Text section:
==================================================

- Theatrical release poster
- Directed by: Shigeyasu Yamauchi
- Screenplay by: Takao Koyama
- Based on: Dragon Ball by Akira Toriyama
- Starring: See below
- Music by: Shunsuke Kikuchi
- Production company: Toei Animation
- Distributed by: Toei Company
- Release date: March 6, 1993;
- Running time: 72 minutes
- Country: Japan
- Language: Japanese
- Box office: ¥2.43 billion $21.7 million (worldwide)^{[citation needed]}

= Dragon Ball Z: Broly – The Legendary Super Saiyan =

Dragon Ball Z: Broly – The Legendary Super Saiyan, known in Japan as Dragon Ball Z: Moetsukiro!! Nessen Ressen Chō-Gekisen (ドラゴンボールZ 燃えつきろ!!熱戦・烈戦・超激戦), (Note: Also known by Toei's own English title Dragon Ball Z: The Burning Battles.) is a 1993 Japanese anime science fiction martial arts film and the eighth Dragon Ball Z feature film. It was released in Japan on March 6, 1993, at the Toei Anime Fair alongside Dr. Slump and Arale-chan: N-cha! Clear Skies Over Penguin Village. It was dubbed into English and released by Funimation in 2003. It was preceded by Dragon Ball Z: Super Android 13! and followed by Dragon Ball Z: Bojack Unbound. The film first aired in the United States on Nicktoons on September 14, 2011.

Broly was created by Takao Koyama and was designed by series creator Akira Toriyama. This film is the first of three titular films featuring the character, followed by Broly – Second Coming and Bio-Broly in 1994. The character also appeared in Dragon Ball Z: The Real 4-D at Super Tenkaichi Budokai, a cinematic attraction at Universal Studios Japan in 2017.

In 2018, a reboot film titled Dragon Ball Super: Broly was released and served as a retelling of Broly's origins and character arc, taking place after the conclusion of the Dragon Ball Super television series.

==Plot==

King Kai senses the destruction of the south galaxy by a Super Saiyan and realizes that the north galaxy will be targeted next. He telepathically contacts Goku, who begins tracking the Super Saiyan's energy.

On Earth, a spaceship interrupts a picnic, and an army of humanoid alien soldiers greet Vegeta. Their leader is revealed to be a Saiyan named Paragus who claims that he has created a new Saiyan planet and wishes for Vegeta to assume the throne. Vegeta agrees after Paragus tells him that the "Legendary Super Saiyan" is running rampant throughout the galaxy and must be stopped. Gohan, Future Trunks, Krillin, Master Roshi and Oolong accompany Vegeta onto the ship.

==================================================

Given entries:
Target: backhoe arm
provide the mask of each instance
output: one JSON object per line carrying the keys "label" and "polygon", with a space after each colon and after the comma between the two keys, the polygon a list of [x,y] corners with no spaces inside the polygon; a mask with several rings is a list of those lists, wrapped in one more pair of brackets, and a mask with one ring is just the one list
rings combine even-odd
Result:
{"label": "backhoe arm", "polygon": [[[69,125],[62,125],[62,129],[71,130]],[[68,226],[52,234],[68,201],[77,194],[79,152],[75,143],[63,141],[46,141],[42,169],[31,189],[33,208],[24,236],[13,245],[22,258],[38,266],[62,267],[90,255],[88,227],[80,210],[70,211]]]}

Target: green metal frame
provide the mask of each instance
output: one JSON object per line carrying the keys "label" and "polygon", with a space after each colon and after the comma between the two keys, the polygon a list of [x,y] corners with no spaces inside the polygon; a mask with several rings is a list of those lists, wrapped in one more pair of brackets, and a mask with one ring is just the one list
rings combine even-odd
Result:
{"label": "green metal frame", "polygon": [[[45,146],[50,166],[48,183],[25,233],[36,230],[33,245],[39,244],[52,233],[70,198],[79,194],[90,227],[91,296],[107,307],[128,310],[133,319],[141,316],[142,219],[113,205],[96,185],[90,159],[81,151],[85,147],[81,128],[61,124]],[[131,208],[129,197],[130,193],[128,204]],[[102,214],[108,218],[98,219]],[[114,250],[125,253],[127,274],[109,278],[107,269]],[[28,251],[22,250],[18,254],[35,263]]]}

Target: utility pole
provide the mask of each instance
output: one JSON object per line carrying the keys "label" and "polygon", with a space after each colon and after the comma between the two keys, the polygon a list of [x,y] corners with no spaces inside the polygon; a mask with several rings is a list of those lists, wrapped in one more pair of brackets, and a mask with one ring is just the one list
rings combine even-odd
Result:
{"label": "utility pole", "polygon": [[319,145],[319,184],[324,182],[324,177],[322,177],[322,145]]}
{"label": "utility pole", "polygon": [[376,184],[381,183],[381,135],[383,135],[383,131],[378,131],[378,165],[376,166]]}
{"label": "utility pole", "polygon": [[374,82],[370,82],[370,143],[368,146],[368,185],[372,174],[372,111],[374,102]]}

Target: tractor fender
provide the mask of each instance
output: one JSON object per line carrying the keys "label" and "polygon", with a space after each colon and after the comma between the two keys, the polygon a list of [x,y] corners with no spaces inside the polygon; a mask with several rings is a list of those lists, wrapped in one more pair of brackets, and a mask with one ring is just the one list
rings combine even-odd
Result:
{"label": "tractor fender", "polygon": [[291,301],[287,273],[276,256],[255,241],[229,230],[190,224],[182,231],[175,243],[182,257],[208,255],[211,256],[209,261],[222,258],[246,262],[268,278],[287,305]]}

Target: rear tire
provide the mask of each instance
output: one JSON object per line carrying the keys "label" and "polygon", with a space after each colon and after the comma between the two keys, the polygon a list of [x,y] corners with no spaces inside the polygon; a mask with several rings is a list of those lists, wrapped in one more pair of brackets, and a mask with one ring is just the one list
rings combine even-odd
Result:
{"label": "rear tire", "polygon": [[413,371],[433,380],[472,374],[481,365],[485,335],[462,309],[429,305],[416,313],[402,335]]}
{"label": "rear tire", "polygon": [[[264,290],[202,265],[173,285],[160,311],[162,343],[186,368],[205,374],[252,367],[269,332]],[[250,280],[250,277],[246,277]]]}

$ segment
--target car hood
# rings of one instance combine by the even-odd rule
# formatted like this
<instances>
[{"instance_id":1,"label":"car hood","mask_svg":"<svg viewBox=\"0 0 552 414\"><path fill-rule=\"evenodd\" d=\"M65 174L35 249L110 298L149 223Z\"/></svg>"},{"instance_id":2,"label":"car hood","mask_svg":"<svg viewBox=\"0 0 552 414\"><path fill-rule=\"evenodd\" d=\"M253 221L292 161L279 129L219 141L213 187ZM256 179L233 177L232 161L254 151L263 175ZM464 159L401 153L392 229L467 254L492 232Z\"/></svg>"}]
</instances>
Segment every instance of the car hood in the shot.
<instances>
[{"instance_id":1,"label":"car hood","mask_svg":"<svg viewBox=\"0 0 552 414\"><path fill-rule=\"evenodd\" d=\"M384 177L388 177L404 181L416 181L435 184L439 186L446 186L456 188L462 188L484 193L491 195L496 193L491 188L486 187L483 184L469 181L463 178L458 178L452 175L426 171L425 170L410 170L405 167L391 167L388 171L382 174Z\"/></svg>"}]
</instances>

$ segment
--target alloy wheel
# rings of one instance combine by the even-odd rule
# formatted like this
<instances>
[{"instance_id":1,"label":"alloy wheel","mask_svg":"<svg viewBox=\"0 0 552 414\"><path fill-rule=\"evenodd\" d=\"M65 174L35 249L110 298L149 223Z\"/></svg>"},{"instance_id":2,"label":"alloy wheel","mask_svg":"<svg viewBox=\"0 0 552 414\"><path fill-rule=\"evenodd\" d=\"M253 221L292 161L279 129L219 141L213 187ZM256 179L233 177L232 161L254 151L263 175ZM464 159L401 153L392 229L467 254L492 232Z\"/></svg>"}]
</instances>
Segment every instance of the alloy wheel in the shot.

==================================================

Work to do:
In the Broly film article, which company dubbed the film into English and released it?

Response:
Funimation